**Your goal**
For this exercise, please find the lines in the entries that include the word "below" and copy them.

(Referring expression data)
--- START ---
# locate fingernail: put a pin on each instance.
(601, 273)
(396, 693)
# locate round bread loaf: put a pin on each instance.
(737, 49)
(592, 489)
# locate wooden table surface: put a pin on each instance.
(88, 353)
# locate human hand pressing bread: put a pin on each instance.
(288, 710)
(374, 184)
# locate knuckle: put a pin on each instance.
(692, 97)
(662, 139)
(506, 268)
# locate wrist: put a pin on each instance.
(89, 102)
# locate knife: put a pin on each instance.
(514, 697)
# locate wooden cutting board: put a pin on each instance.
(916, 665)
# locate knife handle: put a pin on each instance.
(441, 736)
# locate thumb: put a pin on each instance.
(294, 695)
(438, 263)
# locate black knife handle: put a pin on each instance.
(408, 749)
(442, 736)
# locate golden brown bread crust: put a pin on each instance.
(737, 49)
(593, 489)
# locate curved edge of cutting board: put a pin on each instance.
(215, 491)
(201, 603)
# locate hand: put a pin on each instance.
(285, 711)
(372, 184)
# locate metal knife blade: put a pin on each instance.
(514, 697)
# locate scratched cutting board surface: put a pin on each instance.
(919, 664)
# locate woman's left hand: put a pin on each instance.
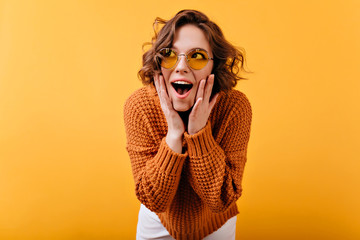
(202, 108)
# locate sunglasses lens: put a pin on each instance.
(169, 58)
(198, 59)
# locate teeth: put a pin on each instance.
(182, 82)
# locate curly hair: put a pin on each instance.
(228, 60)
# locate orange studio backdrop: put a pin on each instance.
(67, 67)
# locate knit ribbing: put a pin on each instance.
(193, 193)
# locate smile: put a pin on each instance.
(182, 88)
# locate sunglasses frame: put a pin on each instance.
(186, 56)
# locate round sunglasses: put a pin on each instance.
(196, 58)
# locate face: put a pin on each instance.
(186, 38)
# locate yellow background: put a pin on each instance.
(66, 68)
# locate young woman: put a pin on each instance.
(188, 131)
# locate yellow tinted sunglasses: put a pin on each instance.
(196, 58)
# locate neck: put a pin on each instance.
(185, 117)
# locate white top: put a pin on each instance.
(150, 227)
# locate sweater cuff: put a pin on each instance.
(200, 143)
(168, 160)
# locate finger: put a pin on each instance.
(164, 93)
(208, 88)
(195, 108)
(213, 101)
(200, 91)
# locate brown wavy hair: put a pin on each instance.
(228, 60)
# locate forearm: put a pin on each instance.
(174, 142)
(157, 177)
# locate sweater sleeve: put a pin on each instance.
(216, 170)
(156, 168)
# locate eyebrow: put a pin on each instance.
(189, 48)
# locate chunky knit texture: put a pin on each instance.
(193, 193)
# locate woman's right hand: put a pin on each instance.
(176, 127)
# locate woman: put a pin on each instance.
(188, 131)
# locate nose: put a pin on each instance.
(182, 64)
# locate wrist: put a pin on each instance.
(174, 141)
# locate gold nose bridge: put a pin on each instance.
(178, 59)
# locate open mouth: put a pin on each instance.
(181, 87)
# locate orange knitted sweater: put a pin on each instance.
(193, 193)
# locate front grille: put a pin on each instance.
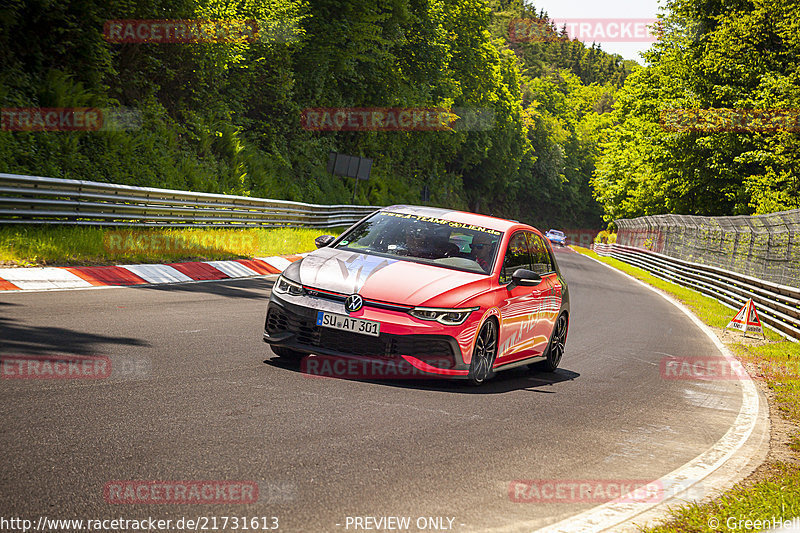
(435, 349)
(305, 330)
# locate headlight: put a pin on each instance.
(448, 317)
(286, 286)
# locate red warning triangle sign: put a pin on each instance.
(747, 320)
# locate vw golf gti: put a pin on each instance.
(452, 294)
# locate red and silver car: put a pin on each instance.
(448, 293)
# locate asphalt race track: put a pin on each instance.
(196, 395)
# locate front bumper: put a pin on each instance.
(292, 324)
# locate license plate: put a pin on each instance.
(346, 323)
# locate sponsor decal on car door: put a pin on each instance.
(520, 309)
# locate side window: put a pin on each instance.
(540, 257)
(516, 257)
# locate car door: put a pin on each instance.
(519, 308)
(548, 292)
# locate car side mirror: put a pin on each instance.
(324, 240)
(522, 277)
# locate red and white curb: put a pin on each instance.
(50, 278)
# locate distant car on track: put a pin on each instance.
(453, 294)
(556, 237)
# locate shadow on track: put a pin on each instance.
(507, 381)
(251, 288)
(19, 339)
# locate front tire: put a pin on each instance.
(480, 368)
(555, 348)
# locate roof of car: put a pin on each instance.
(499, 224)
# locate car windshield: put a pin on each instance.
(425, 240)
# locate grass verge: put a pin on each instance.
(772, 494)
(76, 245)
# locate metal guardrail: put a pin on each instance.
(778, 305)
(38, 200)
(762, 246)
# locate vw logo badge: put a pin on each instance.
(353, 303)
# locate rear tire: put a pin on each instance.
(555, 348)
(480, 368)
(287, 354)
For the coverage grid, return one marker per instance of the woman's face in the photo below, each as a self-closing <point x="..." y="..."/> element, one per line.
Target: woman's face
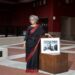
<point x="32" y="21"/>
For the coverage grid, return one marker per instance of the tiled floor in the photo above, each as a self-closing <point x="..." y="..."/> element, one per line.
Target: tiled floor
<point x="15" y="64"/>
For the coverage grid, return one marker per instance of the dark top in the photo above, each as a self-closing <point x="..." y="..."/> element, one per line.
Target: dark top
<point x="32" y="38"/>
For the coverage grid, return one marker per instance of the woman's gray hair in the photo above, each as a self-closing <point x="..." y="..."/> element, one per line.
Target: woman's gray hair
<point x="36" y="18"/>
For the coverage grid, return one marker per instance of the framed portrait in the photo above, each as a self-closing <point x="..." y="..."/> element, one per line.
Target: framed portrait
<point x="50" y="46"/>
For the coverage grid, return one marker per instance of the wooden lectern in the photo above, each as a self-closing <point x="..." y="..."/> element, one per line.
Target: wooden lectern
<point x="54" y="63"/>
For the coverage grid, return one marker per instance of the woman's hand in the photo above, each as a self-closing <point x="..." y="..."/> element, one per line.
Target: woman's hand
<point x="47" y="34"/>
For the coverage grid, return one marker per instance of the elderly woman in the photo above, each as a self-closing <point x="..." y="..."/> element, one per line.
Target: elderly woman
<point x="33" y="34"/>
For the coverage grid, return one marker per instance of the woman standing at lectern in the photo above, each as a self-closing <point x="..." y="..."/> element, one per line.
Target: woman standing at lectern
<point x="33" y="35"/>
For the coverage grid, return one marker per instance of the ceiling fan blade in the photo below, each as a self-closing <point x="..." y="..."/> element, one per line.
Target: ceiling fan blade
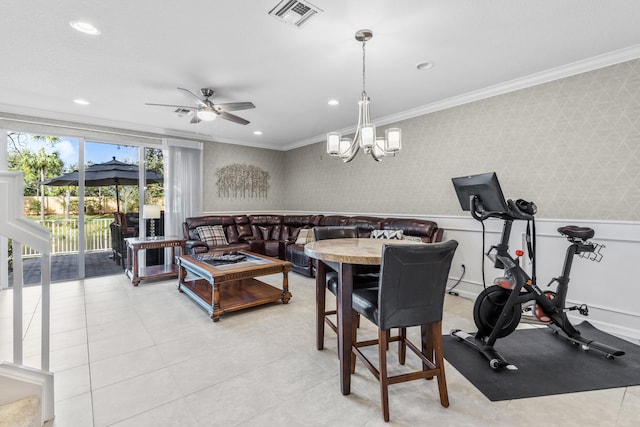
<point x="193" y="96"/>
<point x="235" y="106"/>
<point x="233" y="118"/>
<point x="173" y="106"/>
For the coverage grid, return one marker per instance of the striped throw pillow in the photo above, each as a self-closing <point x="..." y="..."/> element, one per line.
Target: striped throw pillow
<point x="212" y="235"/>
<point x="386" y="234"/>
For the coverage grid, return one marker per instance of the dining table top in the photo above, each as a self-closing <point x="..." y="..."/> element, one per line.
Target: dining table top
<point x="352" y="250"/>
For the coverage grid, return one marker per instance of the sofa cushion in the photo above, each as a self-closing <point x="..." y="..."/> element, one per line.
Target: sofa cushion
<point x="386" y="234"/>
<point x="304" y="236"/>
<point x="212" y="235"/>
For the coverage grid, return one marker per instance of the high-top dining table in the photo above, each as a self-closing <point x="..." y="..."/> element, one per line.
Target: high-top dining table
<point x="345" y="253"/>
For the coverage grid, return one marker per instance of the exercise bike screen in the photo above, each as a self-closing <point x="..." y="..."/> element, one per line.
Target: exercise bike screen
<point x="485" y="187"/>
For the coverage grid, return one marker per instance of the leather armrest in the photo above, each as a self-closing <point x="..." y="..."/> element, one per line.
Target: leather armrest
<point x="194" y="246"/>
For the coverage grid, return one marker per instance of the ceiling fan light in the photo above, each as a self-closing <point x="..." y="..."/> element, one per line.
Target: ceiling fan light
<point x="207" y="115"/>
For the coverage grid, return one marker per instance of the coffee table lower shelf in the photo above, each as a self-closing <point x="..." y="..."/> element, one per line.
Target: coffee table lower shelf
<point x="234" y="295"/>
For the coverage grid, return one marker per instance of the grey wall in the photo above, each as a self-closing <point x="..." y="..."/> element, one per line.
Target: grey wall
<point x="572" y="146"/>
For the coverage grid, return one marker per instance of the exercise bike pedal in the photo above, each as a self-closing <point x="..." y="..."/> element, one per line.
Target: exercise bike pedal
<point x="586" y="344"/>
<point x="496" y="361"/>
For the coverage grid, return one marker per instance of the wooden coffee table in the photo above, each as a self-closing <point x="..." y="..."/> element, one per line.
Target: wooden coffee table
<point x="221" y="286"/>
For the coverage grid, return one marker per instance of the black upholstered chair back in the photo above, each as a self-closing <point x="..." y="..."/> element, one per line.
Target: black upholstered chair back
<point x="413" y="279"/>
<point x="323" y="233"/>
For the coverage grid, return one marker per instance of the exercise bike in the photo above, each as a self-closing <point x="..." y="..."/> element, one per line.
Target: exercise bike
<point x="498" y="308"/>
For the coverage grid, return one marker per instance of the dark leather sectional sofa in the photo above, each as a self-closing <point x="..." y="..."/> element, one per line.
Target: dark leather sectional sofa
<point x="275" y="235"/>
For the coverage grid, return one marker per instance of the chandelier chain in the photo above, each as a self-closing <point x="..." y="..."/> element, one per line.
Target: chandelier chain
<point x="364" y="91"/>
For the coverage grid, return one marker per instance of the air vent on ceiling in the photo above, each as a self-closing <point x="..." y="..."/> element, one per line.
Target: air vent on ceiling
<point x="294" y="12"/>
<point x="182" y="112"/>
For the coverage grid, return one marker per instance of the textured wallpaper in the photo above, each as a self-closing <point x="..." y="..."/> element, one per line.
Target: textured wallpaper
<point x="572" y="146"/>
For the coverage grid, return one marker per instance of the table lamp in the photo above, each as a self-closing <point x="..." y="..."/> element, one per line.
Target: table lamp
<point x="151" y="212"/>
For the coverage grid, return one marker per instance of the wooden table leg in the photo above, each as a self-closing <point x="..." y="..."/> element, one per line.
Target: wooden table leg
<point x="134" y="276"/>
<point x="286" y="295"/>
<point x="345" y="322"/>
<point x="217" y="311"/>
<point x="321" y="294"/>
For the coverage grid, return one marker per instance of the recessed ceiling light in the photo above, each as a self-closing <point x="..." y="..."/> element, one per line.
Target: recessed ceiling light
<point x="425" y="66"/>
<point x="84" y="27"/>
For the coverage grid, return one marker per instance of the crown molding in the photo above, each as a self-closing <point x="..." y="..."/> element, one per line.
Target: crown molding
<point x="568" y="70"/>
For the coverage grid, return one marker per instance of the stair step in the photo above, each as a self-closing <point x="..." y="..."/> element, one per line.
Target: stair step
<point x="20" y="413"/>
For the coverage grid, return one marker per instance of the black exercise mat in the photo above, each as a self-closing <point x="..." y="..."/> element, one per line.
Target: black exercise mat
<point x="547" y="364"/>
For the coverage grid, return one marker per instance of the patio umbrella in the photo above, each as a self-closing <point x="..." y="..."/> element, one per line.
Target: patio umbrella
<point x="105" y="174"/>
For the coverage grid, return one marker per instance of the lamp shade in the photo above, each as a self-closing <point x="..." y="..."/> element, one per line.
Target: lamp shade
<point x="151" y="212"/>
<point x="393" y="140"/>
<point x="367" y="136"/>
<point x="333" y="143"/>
--- END ---
**Written solution**
For the coverage grid, return one marker per instance of the woman's face in the photo below, each as a self-closing <point x="..." y="..."/> element, one per line.
For the coverage grid, return one marker per instance of the ceiling fan blade in the photo below, each as a self-closing <point x="..." y="..."/> element, one per line.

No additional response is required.